- [TASK OBJECTIVE]: Write out exactly the lines below that run from the one containing "indicate: wooden log bridge" through the one containing "indicate: submerged rock", both included, with no other lines.

- [RECORDS FOR THIS TASK]:
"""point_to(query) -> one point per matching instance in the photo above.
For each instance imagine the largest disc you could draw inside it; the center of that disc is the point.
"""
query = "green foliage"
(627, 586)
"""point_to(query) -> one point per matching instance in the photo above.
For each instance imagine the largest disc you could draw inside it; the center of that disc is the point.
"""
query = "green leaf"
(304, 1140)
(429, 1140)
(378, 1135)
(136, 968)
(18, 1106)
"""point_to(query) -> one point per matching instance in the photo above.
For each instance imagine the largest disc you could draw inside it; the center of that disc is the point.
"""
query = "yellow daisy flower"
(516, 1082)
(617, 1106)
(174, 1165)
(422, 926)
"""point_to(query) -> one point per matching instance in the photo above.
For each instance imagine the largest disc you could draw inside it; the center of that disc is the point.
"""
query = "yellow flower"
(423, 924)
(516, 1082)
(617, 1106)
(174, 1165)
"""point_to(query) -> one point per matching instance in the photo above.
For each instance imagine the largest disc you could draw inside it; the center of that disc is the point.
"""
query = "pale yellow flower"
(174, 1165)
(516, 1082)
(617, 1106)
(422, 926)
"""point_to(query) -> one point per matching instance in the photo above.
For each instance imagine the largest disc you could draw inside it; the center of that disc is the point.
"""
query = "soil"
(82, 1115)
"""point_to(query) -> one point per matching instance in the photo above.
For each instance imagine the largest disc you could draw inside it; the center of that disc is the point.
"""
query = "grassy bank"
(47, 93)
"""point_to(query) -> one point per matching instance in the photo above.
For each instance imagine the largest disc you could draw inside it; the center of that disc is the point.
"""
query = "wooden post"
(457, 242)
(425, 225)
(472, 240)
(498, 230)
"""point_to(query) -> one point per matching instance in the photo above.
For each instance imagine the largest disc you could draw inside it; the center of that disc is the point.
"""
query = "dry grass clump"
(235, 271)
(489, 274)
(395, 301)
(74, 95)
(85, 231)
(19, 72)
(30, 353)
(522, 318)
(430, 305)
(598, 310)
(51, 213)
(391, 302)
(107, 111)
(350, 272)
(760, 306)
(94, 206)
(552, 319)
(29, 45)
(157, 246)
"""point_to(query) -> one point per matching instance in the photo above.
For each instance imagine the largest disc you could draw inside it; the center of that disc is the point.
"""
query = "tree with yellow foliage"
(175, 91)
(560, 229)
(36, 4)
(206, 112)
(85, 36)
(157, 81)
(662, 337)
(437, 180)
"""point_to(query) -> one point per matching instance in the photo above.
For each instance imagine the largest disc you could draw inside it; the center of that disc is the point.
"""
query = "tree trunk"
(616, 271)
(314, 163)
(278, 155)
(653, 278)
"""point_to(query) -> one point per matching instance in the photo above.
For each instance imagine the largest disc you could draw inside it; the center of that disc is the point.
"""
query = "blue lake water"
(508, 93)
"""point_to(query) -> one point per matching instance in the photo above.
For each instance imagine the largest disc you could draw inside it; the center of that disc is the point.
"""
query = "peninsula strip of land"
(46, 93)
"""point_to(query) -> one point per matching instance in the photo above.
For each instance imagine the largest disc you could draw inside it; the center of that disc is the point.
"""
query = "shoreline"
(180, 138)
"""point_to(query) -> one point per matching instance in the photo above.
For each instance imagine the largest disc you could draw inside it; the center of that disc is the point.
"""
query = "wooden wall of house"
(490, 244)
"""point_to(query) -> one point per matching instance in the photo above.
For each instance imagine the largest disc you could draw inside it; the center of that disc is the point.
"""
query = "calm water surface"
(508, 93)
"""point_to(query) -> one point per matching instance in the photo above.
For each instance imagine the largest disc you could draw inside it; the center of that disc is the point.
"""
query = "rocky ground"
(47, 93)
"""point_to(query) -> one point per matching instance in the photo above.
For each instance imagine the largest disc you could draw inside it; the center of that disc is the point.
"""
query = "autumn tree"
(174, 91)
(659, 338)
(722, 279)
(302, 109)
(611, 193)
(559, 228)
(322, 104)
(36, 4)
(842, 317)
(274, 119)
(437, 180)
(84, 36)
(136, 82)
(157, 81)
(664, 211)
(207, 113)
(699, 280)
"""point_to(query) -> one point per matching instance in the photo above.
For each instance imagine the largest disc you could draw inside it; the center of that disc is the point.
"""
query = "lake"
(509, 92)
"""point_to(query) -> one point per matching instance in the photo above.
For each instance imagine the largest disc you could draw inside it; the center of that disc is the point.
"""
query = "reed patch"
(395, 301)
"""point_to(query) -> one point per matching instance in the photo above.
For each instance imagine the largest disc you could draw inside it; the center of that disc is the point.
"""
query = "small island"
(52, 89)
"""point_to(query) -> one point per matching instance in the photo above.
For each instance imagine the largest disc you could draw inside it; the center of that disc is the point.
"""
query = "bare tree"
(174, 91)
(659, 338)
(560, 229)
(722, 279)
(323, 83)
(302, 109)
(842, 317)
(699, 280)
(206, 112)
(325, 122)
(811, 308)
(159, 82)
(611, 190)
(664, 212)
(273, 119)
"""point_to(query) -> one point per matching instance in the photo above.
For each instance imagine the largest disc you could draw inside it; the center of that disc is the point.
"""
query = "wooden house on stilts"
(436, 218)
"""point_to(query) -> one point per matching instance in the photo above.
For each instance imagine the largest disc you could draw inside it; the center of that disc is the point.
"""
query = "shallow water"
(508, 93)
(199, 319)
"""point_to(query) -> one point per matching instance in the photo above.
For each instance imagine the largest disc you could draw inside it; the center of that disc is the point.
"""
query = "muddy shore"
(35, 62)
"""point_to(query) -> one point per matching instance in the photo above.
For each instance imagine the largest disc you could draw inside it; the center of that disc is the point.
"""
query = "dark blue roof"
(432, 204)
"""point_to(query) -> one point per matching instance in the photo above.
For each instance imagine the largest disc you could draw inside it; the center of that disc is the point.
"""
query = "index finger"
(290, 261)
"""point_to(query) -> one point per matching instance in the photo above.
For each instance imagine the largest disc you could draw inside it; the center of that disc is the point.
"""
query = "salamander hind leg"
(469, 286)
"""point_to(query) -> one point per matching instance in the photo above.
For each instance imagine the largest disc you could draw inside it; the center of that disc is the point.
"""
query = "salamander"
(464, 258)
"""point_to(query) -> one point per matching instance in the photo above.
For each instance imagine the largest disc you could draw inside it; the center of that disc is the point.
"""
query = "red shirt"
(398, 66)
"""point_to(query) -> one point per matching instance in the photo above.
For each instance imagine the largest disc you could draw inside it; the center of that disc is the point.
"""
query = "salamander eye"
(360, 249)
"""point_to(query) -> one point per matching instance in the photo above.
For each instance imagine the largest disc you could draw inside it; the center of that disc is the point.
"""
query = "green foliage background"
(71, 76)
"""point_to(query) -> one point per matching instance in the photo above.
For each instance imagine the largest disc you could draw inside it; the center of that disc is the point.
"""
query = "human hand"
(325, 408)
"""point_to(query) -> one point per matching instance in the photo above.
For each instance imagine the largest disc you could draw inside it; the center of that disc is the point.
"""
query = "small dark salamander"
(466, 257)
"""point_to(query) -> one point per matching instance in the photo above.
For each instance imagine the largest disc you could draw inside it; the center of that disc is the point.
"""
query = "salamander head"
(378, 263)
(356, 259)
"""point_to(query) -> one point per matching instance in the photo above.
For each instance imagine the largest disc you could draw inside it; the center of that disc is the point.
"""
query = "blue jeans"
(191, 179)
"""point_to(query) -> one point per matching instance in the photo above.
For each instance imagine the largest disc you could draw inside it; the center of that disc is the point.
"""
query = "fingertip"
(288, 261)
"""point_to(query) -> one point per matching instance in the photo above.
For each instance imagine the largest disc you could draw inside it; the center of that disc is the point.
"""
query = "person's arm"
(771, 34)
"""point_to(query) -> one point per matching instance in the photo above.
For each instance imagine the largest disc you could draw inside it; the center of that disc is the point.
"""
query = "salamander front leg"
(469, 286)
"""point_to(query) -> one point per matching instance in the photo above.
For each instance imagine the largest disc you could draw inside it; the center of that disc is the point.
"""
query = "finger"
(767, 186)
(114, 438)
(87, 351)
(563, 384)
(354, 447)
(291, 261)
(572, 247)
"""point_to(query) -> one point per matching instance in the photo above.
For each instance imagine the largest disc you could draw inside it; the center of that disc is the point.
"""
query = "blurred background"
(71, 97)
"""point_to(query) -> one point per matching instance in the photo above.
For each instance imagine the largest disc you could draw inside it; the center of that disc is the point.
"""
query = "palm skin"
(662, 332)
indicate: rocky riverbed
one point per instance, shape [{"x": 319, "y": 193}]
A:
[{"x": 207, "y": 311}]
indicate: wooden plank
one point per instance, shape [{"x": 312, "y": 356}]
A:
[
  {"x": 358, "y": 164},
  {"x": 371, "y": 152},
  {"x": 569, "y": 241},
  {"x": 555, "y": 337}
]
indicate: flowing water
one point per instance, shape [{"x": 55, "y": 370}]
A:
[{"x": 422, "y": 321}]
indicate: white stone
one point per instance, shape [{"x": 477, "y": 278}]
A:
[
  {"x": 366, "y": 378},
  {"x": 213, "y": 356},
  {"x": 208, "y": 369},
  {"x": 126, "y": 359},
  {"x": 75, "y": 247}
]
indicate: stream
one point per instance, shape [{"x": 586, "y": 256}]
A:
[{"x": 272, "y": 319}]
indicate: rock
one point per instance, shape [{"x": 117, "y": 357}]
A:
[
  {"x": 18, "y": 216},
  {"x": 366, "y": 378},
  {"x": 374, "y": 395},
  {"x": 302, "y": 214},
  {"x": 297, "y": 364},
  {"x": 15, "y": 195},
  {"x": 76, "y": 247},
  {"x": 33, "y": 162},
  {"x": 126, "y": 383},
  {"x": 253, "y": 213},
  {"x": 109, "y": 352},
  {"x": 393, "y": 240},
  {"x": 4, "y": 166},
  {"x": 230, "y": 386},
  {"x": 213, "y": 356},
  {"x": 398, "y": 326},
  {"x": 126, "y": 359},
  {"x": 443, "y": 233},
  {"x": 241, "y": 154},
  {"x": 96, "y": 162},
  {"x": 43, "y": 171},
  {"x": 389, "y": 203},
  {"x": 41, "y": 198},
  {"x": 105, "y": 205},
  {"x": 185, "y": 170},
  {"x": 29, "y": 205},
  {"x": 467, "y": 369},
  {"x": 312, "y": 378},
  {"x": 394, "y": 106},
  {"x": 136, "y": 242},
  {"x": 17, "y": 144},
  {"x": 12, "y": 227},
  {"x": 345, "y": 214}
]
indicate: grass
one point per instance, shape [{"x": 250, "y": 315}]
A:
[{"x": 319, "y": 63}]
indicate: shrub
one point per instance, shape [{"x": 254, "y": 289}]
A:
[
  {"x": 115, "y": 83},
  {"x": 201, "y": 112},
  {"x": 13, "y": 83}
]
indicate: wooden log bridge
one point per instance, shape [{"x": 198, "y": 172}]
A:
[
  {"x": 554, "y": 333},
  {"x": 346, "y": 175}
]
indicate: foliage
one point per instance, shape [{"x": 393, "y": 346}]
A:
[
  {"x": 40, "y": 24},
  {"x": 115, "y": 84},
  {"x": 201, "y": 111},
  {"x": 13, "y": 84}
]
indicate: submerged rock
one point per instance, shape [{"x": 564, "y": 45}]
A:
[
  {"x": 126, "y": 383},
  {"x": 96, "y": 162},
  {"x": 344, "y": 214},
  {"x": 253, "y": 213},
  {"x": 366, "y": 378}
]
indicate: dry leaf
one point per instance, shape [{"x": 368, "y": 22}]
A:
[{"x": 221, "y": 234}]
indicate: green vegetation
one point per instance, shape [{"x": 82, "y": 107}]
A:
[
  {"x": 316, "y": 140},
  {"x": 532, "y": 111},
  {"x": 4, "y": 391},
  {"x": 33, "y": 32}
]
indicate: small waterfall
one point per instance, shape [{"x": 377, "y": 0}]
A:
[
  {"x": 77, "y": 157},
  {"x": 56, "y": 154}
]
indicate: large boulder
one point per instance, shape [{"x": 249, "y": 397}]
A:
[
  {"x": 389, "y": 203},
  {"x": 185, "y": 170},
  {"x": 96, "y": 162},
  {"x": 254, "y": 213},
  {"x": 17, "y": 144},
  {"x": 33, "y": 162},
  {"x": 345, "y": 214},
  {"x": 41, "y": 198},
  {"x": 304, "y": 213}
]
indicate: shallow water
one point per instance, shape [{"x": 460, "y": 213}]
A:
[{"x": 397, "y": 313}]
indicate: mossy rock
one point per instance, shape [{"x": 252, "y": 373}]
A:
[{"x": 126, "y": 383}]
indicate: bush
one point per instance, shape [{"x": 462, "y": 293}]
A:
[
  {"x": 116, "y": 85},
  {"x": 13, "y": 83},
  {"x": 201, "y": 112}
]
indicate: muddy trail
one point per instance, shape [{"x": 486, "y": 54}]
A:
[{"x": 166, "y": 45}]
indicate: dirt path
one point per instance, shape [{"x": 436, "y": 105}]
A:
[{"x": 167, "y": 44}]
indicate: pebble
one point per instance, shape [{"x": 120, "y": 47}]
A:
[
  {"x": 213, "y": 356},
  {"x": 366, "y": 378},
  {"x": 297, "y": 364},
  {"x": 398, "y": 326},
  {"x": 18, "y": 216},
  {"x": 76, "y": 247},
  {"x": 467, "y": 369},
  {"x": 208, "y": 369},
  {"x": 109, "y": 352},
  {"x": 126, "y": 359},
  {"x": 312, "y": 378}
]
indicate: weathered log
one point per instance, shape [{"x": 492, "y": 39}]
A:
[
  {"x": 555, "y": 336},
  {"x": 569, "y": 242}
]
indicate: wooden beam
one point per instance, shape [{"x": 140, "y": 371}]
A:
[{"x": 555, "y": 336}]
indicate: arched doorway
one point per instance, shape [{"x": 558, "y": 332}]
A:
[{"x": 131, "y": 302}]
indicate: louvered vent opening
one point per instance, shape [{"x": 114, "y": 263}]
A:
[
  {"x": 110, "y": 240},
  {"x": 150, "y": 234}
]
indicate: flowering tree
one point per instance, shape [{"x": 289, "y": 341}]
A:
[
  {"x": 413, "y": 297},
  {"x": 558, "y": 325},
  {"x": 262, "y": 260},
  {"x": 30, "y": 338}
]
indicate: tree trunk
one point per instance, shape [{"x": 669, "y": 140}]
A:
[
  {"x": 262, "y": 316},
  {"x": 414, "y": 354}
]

- [RESULT BELOW]:
indicate: wooden log bridge
one point per instance, shape [{"x": 198, "y": 172}]
A:
[
  {"x": 554, "y": 333},
  {"x": 346, "y": 175}
]
indicate: foliage
one point per instance, shape [{"x": 393, "y": 346}]
A:
[
  {"x": 40, "y": 24},
  {"x": 115, "y": 84},
  {"x": 201, "y": 111},
  {"x": 13, "y": 84}
]
indicate: submerged rock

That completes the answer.